» **Exercise brief**: Give each line of the records again exactly and omit every picture.

Excerpts from a dataset:
# # # #

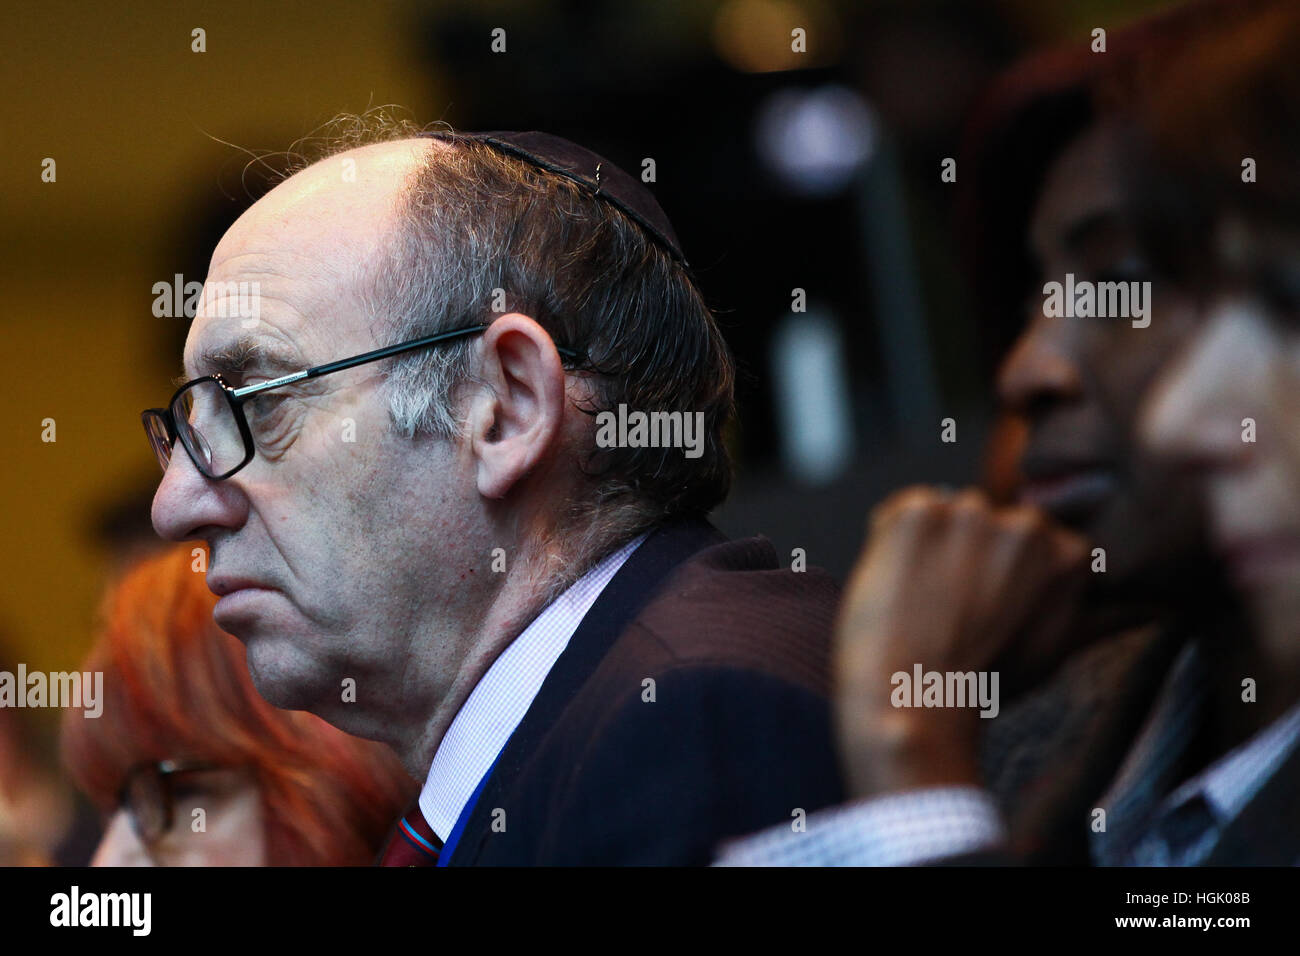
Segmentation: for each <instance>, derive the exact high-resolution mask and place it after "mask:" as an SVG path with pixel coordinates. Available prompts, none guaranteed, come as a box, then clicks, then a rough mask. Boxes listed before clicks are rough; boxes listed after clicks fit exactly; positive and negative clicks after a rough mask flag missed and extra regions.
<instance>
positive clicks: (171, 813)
mask: <svg viewBox="0 0 1300 956" xmlns="http://www.w3.org/2000/svg"><path fill="white" fill-rule="evenodd" d="M221 769H224V767H222V766H221V765H220V763H212V762H209V761H203V760H159V761H148V762H146V763H138V765H135V766H134V767H131V769H130V770H129V771H127V773H126V780H125V782H123V783H122V791H121V793H120V795H118V805H120V806H121V808H122V809H125V810H126V816H127V818H129V819H130V821H131V829H133V830H134V831H135V835H136V836H139V838H140V842H142V843H144V844H151V843H156V842H157V840H159V839H160V838H161V836H162V834H165V832H168V831H169V830H170V829H172V825H173V823H174V822H175V799H177V796H185V793H183V792H182V791H183V786H182V783H181V780H182V779H183V778H185V777H186V775H188V774H199V773H208V771H212V770H221Z"/></svg>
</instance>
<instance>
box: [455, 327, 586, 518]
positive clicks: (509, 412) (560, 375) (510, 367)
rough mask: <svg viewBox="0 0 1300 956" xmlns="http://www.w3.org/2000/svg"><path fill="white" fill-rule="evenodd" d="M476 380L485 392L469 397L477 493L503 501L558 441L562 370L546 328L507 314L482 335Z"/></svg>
mask: <svg viewBox="0 0 1300 956" xmlns="http://www.w3.org/2000/svg"><path fill="white" fill-rule="evenodd" d="M480 377H481V378H482V381H484V382H485V384H486V385H487V388H486V389H482V390H480V392H477V393H476V394H474V397H473V399H472V401H471V410H469V446H471V450H472V453H473V455H474V460H476V466H477V480H478V493H480V494H482V496H484V497H485V498H504V497H506V496H507V494H508V493H510V489H511V488H513V486H515V484H516V483H517V481H519V480H520V479H523V477H524V476H525V475H528V472H530V471H532V470H533V468H534V467H537V464H538V463H539V462H542V460H545V459H546V458H547V457H549V455H550V454H551V451H552V450H554V447H555V442H556V441H558V440H559V436H560V425H562V424H563V420H564V368H563V365H562V364H560V356H559V352H558V351H555V343H554V342H552V341H551V337H550V336H549V334H547V333H546V329H543V328H542V326H541V325H538V324H537V323H536V321H534V320H532V319H529V317H528V316H526V315H520V313H517V312H511V313H507V315H503V316H500V317H499V319H497V320H495V321H493V324H491V325H490V326H489V328H487V332H485V333H484V337H482V364H481V372H480Z"/></svg>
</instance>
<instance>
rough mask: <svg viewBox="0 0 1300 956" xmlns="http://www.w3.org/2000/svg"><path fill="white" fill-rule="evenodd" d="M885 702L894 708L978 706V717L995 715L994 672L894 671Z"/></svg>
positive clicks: (935, 707) (995, 706) (952, 707)
mask: <svg viewBox="0 0 1300 956" xmlns="http://www.w3.org/2000/svg"><path fill="white" fill-rule="evenodd" d="M889 683H891V684H893V688H894V689H893V691H892V692H891V693H889V702H891V704H893V705H894V706H896V708H976V706H978V708H979V709H980V711H979V715H980V717H997V711H998V709H1000V706H998V702H997V671H978V672H976V671H944V672H940V671H922V667H920V665H919V663H918V665H913V669H911V674H909V672H907V671H894V672H893V675H892V676H891V678H889Z"/></svg>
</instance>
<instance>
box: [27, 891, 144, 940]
mask: <svg viewBox="0 0 1300 956" xmlns="http://www.w3.org/2000/svg"><path fill="white" fill-rule="evenodd" d="M152 910H153V895H152V894H142V892H135V894H83V892H82V891H81V887H77V886H73V888H72V890H70V891H69V892H65V894H55V895H53V896H51V897H49V925H51V926H129V927H131V935H135V936H147V935H149V929H151V926H152V922H153V921H152Z"/></svg>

# # # #

» **Answer for this exercise**:
Segmentation: for each <instance>, derive the exact high-resolution mask and place it after "mask:" as an SVG path with pixel coordinates. Available prompts, none guaranteed, come as a box, then clicks, then a rough mask. Boxes listed before clicks are rough; boxes listed after clicks fit exactly; positive and negative clicks after a rough mask flag missed and extra regions.
<instance>
positive clicks: (171, 813)
mask: <svg viewBox="0 0 1300 956" xmlns="http://www.w3.org/2000/svg"><path fill="white" fill-rule="evenodd" d="M221 769H224V767H222V766H221V765H220V763H212V762H209V761H203V760H159V761H148V762H146V763H138V765H135V766H134V767H131V769H130V770H129V771H127V773H126V780H125V782H123V783H122V791H121V793H120V795H118V805H120V806H121V808H122V809H125V810H126V816H127V818H129V819H130V821H131V829H133V830H134V831H135V835H136V836H139V838H140V842H142V843H144V844H151V843H156V842H157V840H159V839H160V838H161V836H162V834H165V832H168V831H169V830H170V829H172V825H173V823H174V822H175V799H177V796H185V793H183V792H182V791H183V786H182V783H181V780H182V779H183V778H185V777H186V775H188V774H199V773H208V771H212V770H221Z"/></svg>
</instance>
<instance>
box: [455, 327, 586, 518]
positive clicks: (509, 412) (560, 375) (510, 367)
rough mask: <svg viewBox="0 0 1300 956" xmlns="http://www.w3.org/2000/svg"><path fill="white" fill-rule="evenodd" d="M476 380L485 392L469 397L477 493L503 501L558 441L562 370L546 328L507 314L482 335Z"/></svg>
mask: <svg viewBox="0 0 1300 956" xmlns="http://www.w3.org/2000/svg"><path fill="white" fill-rule="evenodd" d="M480 377H481V378H482V381H484V382H485V384H486V385H487V388H486V389H482V390H480V392H477V393H476V394H474V397H473V399H472V401H471V410H469V446H471V450H472V453H473V455H474V460H476V466H477V480H478V493H480V494H482V496H484V497H485V498H504V497H506V496H507V494H508V493H510V489H511V488H513V486H515V484H516V483H517V481H519V480H520V479H523V477H524V476H525V475H528V472H530V471H532V470H533V468H534V467H537V464H538V463H539V462H542V460H545V459H546V458H547V457H549V455H550V454H551V451H552V450H554V447H555V442H556V441H558V440H559V436H560V425H562V424H563V420H564V368H563V365H562V364H560V356H559V352H558V351H555V343H554V342H552V341H551V337H550V336H549V334H547V333H546V329H543V328H542V326H541V325H538V324H537V323H536V321H534V320H532V319H529V317H528V316H526V315H520V313H517V312H511V313H507V315H503V316H500V317H499V319H497V320H495V321H493V324H491V325H490V326H489V328H487V332H485V333H484V337H482V364H481V372H480Z"/></svg>
</instance>
<instance>
rough mask: <svg viewBox="0 0 1300 956" xmlns="http://www.w3.org/2000/svg"><path fill="white" fill-rule="evenodd" d="M885 702L894 708L978 706V717L995 715L994 672L894 671Z"/></svg>
positive clicks: (935, 707) (995, 706) (952, 707)
mask: <svg viewBox="0 0 1300 956" xmlns="http://www.w3.org/2000/svg"><path fill="white" fill-rule="evenodd" d="M889 683H891V684H893V688H894V689H893V691H892V692H891V693H889V702H891V704H893V705H894V706H896V708H976V706H978V708H979V709H980V711H979V715H980V717H997V711H998V709H1000V706H998V702H997V671H978V672H976V671H944V672H940V671H922V667H920V665H919V663H918V665H913V669H911V674H909V672H907V671H894V672H893V675H892V676H891V678H889Z"/></svg>
</instance>
<instance>
box: [27, 891, 144, 940]
mask: <svg viewBox="0 0 1300 956" xmlns="http://www.w3.org/2000/svg"><path fill="white" fill-rule="evenodd" d="M152 910H153V895H152V894H142V892H135V894H83V892H82V891H81V887H77V886H73V888H72V890H70V891H69V892H65V894H55V895H53V896H51V897H49V925H51V926H129V927H131V935H135V936H147V935H149V929H151V926H152V922H153V921H152Z"/></svg>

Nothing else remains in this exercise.